WHAT TO DO
Render every line of the items below as a numbered list, leaving out any blank lines.
--- Start ---
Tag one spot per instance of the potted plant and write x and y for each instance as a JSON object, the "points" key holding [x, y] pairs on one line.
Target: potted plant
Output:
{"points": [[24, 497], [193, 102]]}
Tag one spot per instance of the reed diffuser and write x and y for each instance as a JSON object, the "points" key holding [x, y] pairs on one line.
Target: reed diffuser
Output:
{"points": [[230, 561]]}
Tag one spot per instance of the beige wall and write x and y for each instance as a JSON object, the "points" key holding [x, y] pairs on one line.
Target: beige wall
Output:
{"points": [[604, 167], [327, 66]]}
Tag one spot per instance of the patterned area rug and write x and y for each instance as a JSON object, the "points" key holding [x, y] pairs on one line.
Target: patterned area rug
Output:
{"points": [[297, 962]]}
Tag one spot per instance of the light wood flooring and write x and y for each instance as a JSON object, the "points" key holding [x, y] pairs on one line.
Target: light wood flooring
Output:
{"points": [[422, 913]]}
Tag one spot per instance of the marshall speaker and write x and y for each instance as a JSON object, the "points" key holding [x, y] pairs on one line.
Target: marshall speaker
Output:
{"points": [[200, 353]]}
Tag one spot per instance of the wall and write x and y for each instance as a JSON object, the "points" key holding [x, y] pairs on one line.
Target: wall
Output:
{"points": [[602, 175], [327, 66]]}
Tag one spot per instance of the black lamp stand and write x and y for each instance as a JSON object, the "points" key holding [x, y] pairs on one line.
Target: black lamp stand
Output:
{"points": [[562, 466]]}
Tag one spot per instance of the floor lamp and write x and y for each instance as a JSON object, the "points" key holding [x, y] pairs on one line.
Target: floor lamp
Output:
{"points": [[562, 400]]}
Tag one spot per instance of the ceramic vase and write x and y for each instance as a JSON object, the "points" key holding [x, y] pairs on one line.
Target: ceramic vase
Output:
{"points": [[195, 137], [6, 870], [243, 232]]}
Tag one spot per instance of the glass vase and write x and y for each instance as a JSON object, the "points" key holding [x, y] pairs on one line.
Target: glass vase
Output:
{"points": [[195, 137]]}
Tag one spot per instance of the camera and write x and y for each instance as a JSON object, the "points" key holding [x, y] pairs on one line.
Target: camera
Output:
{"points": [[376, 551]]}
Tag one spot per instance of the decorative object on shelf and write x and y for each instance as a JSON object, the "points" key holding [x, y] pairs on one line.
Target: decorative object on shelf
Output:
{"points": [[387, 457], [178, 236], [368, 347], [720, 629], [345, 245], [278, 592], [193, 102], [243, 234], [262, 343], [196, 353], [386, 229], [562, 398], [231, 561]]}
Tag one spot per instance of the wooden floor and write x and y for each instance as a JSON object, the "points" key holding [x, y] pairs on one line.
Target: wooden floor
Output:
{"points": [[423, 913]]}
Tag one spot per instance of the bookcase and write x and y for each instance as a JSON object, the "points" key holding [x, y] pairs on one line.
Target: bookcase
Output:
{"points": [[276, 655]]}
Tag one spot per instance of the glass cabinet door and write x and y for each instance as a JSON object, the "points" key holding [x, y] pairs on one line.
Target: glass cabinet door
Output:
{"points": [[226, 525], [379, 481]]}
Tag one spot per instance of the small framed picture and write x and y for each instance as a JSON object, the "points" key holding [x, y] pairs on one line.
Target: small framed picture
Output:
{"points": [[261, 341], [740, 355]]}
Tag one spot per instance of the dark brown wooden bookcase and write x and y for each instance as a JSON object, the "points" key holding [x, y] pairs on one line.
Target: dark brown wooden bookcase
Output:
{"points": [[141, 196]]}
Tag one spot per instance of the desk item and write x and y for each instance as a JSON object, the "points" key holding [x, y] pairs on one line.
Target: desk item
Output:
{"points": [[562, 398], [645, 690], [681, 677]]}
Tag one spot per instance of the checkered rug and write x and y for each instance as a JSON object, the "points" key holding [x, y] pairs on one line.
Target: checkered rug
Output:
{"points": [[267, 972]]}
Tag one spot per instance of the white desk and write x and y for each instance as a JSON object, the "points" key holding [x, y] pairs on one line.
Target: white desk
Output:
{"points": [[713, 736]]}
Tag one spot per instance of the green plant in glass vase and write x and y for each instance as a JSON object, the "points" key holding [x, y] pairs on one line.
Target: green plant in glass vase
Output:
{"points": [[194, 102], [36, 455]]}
--- End ---
COMPLETE ANSWER
1. Tag one spot per instance of the potted plant and write x and y for each instance as a JSON object, the "points" key holding [x, y] pairs on one line.
2. Target: potted plant
3. Output:
4. {"points": [[24, 497], [193, 102]]}
5. Tag one spot per instance of the reed diffuser and write x and y for each instance as a JSON object, the "points" key holding [x, y] pairs on one line.
6. Target: reed diffuser
7. Output:
8. {"points": [[230, 561]]}
9. Tag one spot per instance of the beige wall and write x and y for each instance as a JSON object, the "points" key holding [x, y] pairs on one line.
10. Target: beige wall
11. Output:
12. {"points": [[604, 167], [327, 66]]}
13. Tag one spot per instance of the patterned area rug and write x and y for each instance as a JSON object, the "points" key holding [x, y] pairs on one line.
14. Target: patterned area rug
15. Output:
16. {"points": [[297, 962]]}
17. Tag one spot per instance of the light wood flooring and write x and y for each instance as a JSON object, the "points" key holding [x, y] pairs on one line.
18. Target: light wood flooring
19. Output:
20. {"points": [[422, 913]]}
21. Tag one spot per instance of the marshall speaker and write x and y for each instance as a JSON object, the "points" key holding [x, y] pairs on one line.
22. Target: marshall speaker
23. Output:
24. {"points": [[200, 353]]}
25. Tag one spot per instance of the wall and write x and y for each instance as a JSON object, the "points" key holding [x, y] pairs on one line.
26. Target: wall
27. Output:
28. {"points": [[602, 175], [327, 66]]}
29. Tag one spot per instance of the black lamp stand and write x and y for each instance as a JSON object, the "points" key holding [x, y] pairs on one line.
30. Target: black lamp stand
31. Output:
32. {"points": [[562, 466]]}
33. Tag one spot per instance of the floor lamp and write x and y for each instance as a JSON object, the "points" key holding [x, y] pairs on one line.
34. Target: floor lamp
35. Output:
36. {"points": [[562, 400]]}
37. Tag one spot per instance of the ceramic vase and write x and y for each instance as a JSON object, the "points" key holding [x, y] pairs on one line.
38. Target: ceramic vase
39. Output:
40. {"points": [[195, 137], [6, 870], [243, 232]]}
41. Tag one spot per instance of the glass vase and write x and y for each instance as a JSON object, the "points" key holding [x, y] pairs on one line.
42. Target: glass vase
43. Output:
44. {"points": [[195, 137]]}
45. Tag one spot per instance of the camera and write x and y for each instance as a JSON object, the "points" key holding [x, y] pairs on one line.
46. Target: camera
47. Output:
48. {"points": [[376, 551]]}
49. Tag one spot per instance of the decorative object on shelf and write x and y for each instance as a JSON object, the "points" key holding [x, y] pairs on one line.
50. Target: decorative object on shelf
51. Output:
52. {"points": [[387, 457], [178, 236], [368, 347], [720, 629], [345, 245], [278, 592], [193, 102], [243, 234], [262, 343], [196, 353], [386, 229], [562, 398], [231, 561]]}
53. Tag one spot per instance of the wooden floor and write x and y for each instance as a JSON object, the "points" key holding [x, y] pairs on one line.
54. Target: wooden floor
55. Output:
56. {"points": [[423, 913]]}
57. Tag one spot per instance of the bookcase and write x and y for each instance as a JSON object, the "points" key holding [x, y] pairs on one line.
58. Target: bookcase
59. Output:
60. {"points": [[276, 655]]}
61. Tag one spot per instance of the glass cabinet door and write x and y for each instance as a JSON object, the "points" key holding [x, y] pairs on one line.
62. Target: glass cabinet door
63. Output:
64. {"points": [[226, 525], [379, 481]]}
65. Tag one spot per instance of the small framed picture and write x and y for each instance as a JSON object, the "points" key holding [x, y] pairs on one line.
66. Target: small framed picture
67. Output:
68. {"points": [[261, 341], [740, 355]]}
69. Tag one spot per instance of the dark brown wooden bookcase and write x and y for each instance as a JSON object, the "points" key holding [x, y] pairs on one line.
70. Target: dark brown wooden bookcase
71. Output:
72. {"points": [[141, 196]]}
73. Tag one spot per instance of the desk item and write x and y for each instance as a JSON object, the "points" key holding [x, y] pairs on one line.
74. Target: desk item
75. Output:
76. {"points": [[562, 398], [645, 690], [681, 677]]}
77. Tag one spot per instance of the checkered rug and write x and y for each instance as a JSON object, the "points" key holding [x, y] pairs on one line.
78. Target: checkered rug
79. Output:
80. {"points": [[267, 972]]}
81. Tag one spot per instance of the white desk and write x and y for each instance as a JSON object, the "points" key holding [x, y] pairs on one line.
82. Target: white desk
83. Output:
84. {"points": [[713, 736]]}
85. Tag one spot per instance of the green plant in glass vase and write x and y for each instance as a JSON object, the "points" key holding [x, y] pairs on one line.
86. Target: green plant in glass vase
87. Output:
88. {"points": [[194, 102], [36, 455]]}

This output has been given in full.